## REQUESTS:
1: Reproduce verbatim the portion of the text on American education starting at "Or a parent" and ending at "any other context.".
2: Render the rows starting at the line containing "point: rock in" and ending at the line containing "Target: sneaker", both included, as a JSON list of strings with one string per line and blank lines omitted.

This isn’t just impractical.
It’s morally indefensible.
Consider a parent with a five-year-old child entering kindergarten today.
Or a parent with a 5th grader entering middle school who has seen the abysmal rates of engagement in middle and high school.
When education reformers talk about “systemic change” and “long-term transformation,” they’re effectively telling this parent:
“Your child will be a casualty of a broken system, but perhaps your grandchildren will benefit.”
No parent would accept this bargain in any other context.
We wouldn’t tell parents to wait decades for their children to have access to safe food or properly tested car seats.
Yet somehow, when it comes to education, we’ve normalized the idea that generational sacrifice is acceptable.
The problem goes deeper than just timing.
American education is trending in the wrong direction by almost every meaningful metric.
- Test scores are declining.
- The achievement gap is widening.

## ENTRIES:
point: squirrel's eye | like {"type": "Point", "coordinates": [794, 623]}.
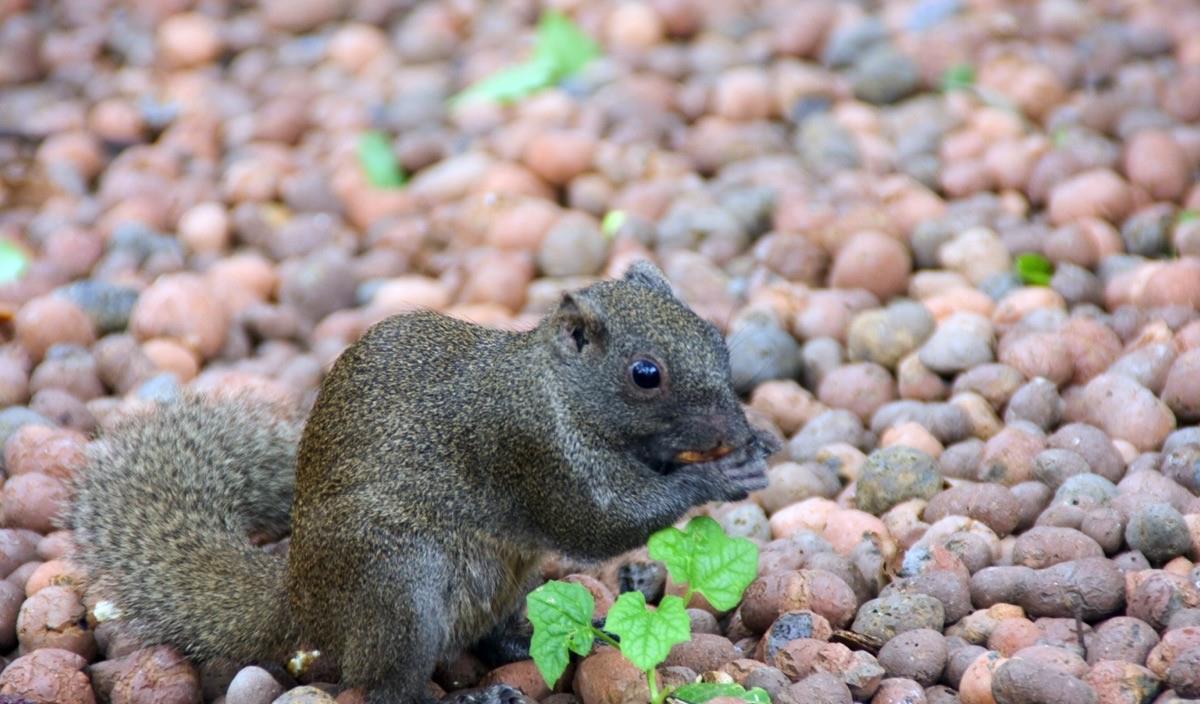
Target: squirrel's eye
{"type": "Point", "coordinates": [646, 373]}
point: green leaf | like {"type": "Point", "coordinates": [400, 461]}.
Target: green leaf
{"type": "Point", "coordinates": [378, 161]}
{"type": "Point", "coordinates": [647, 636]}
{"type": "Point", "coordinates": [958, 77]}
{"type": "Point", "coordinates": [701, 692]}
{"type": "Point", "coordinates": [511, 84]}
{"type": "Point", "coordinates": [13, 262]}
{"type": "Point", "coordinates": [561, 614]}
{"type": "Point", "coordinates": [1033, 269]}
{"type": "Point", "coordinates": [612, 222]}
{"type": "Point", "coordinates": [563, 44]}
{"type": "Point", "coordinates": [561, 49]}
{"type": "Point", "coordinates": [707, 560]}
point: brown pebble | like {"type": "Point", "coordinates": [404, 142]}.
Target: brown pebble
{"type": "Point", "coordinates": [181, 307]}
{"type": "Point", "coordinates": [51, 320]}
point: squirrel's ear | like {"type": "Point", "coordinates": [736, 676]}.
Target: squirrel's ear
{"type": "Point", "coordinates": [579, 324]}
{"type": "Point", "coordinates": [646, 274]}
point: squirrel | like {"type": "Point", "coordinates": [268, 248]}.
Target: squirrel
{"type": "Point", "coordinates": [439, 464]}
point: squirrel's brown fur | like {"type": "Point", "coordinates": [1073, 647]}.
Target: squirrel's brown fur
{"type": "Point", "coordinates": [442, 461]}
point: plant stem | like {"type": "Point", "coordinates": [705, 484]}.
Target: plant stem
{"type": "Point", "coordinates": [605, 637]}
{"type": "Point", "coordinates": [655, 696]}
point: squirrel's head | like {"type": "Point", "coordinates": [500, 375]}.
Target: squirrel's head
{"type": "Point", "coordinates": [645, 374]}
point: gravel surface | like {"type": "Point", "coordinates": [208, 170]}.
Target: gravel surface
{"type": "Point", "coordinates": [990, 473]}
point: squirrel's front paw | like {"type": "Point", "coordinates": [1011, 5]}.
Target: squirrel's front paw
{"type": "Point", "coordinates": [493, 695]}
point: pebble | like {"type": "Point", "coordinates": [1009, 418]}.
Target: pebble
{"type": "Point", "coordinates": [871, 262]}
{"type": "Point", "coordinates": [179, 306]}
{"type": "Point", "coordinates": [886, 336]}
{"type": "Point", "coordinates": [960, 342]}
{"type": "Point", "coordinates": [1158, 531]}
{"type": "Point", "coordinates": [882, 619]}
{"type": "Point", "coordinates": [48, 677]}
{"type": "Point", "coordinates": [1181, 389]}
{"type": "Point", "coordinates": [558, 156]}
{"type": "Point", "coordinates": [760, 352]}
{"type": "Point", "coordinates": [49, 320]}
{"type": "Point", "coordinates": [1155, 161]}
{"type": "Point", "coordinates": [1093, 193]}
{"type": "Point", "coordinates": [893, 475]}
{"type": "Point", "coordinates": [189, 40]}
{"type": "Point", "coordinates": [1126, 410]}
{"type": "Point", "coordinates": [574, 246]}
==
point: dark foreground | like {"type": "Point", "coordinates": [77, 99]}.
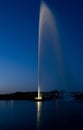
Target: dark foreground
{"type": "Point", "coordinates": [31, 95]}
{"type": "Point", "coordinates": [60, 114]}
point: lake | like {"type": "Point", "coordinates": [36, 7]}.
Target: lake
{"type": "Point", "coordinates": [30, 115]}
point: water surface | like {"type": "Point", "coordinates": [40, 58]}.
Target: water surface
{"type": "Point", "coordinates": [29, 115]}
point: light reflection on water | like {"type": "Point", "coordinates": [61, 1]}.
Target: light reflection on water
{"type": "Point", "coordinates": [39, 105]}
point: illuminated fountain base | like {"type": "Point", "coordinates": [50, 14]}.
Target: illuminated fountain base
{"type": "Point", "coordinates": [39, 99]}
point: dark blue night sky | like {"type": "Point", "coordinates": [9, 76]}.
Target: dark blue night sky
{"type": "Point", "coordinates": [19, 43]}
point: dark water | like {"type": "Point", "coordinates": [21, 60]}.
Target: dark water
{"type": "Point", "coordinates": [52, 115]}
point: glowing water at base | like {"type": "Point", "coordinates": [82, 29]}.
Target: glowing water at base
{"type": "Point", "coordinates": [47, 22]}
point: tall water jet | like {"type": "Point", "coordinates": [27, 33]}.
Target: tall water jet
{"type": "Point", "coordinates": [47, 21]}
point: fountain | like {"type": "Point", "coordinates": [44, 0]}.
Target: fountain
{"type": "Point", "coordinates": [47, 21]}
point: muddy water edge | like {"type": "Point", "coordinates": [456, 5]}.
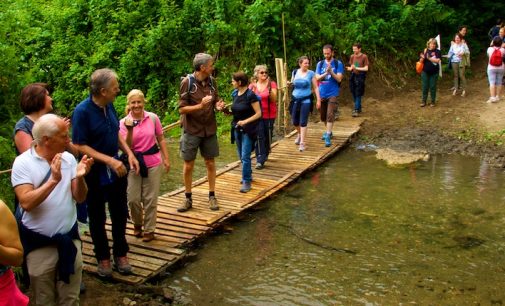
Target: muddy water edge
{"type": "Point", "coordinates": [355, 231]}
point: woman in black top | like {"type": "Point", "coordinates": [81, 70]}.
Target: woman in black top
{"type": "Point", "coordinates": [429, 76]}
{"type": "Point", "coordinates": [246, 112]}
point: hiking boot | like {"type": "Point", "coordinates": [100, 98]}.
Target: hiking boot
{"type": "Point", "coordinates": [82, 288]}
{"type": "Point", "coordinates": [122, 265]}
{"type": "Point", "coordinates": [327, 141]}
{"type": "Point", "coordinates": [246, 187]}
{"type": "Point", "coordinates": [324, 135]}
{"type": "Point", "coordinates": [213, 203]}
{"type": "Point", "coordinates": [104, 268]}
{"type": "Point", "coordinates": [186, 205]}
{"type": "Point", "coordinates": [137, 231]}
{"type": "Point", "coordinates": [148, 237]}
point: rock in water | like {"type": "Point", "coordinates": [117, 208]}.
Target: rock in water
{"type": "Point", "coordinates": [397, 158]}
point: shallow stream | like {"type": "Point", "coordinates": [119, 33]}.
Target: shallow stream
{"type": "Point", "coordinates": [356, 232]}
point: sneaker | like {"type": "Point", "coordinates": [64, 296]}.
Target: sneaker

## OUTPUTS FOR THE TASKS:
1:
Or a parent with a 5th grader entering middle school who has seen the abysmal rates of engagement in middle and high school.
When education reformers talk about “systemic change” and “long-term transformation,” they’re effectively telling this parent:
“Your child will be a casualty of a broken system, but perhaps your grandchildren will benefit.”
No parent would accept this bargain in any other context.

2:
[
  "point: rock in water | like {\"type\": \"Point\", \"coordinates\": [117, 208]}.",
  "Target: rock in water",
  "{\"type\": \"Point\", \"coordinates\": [397, 158]}",
  "point: shallow stream | like {\"type\": \"Point\", \"coordinates\": [119, 33]}.",
  "Target: shallow stream",
  "{\"type\": \"Point\", \"coordinates\": [356, 232]}",
  "point: sneaker | like {\"type\": \"Point\", \"coordinates\": [64, 296]}.",
  "Target: sneaker"
]